The request: Retype the lines below without any changes. Start at the line that contains "Where can the curved path be seen here?" and stop after the line that contains "x=209, y=125".

Given data:
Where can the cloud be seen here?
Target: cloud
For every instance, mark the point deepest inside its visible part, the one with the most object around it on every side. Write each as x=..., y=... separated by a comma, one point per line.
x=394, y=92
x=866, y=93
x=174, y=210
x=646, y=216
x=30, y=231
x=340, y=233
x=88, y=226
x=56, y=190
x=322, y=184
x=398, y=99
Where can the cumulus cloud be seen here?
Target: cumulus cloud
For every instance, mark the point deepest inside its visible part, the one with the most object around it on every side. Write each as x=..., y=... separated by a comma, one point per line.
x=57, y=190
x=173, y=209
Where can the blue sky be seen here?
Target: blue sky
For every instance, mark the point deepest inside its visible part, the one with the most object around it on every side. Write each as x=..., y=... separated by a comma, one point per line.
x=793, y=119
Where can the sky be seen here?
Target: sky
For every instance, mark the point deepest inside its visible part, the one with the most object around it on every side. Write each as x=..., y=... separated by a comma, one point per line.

* * *

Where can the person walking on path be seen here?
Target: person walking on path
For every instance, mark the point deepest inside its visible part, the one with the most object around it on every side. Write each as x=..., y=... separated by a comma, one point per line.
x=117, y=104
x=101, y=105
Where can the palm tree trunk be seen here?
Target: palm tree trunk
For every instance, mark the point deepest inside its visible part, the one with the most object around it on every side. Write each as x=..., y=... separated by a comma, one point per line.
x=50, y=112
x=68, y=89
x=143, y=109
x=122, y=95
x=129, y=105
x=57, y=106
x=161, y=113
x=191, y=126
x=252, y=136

...

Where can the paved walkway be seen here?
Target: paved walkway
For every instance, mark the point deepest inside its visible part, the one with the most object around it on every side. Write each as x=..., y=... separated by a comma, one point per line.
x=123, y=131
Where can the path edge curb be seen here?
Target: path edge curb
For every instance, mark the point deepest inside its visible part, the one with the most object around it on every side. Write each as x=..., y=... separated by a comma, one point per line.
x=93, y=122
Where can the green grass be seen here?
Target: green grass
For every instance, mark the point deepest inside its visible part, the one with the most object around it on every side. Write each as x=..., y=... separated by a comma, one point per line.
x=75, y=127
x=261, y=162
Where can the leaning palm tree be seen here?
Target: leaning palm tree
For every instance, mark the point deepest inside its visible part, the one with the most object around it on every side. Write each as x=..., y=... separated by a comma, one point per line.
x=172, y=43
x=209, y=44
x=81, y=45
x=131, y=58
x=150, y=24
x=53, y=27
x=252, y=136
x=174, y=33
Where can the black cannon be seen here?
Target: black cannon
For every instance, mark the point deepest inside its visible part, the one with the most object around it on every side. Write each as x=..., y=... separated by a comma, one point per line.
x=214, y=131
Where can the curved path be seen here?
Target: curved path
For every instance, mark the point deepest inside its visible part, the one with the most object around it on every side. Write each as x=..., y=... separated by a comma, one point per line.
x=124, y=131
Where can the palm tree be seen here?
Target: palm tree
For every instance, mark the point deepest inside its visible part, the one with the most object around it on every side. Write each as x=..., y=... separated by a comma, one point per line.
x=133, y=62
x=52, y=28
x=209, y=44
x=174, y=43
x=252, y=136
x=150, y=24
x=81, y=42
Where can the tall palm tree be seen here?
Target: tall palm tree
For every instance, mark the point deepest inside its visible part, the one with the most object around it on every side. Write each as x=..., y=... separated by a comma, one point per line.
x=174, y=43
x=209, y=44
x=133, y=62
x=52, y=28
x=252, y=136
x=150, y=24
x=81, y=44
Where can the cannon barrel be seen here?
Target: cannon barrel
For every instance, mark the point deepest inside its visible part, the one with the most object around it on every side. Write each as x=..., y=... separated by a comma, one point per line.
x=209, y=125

Correct output:
Where can the curved path be seen here?
Target: curved path
For every instance, mark the point deepest inside its visible part, the one with the most object around it on every side. Write each as x=..., y=... separated by a comma, one point per line.
x=124, y=131
Where can the palm tree be seen here?
Target: palm tree
For every instance, mark the point deepest inside its visible part, the one with the most object around it on every side. Write each as x=..., y=... separated by a comma, one point per line.
x=133, y=62
x=52, y=28
x=209, y=44
x=174, y=43
x=252, y=136
x=150, y=24
x=81, y=42
Where can the tall palm tree be seen here?
Target: tall palm tree
For every instance, mark the point deepest inside its visible part, the one with the most object around it on every side. Write each as x=..., y=... separated by a comma, one point per line.
x=174, y=43
x=209, y=44
x=133, y=62
x=52, y=28
x=252, y=136
x=150, y=24
x=81, y=44
Where can the cannon barrel be seen here?
Target: cannon barrel
For every instance, mark the point deepest inside its visible part, the one with the most object around it on every side. Write each as x=..., y=... separated by a comma, one point per line.
x=209, y=125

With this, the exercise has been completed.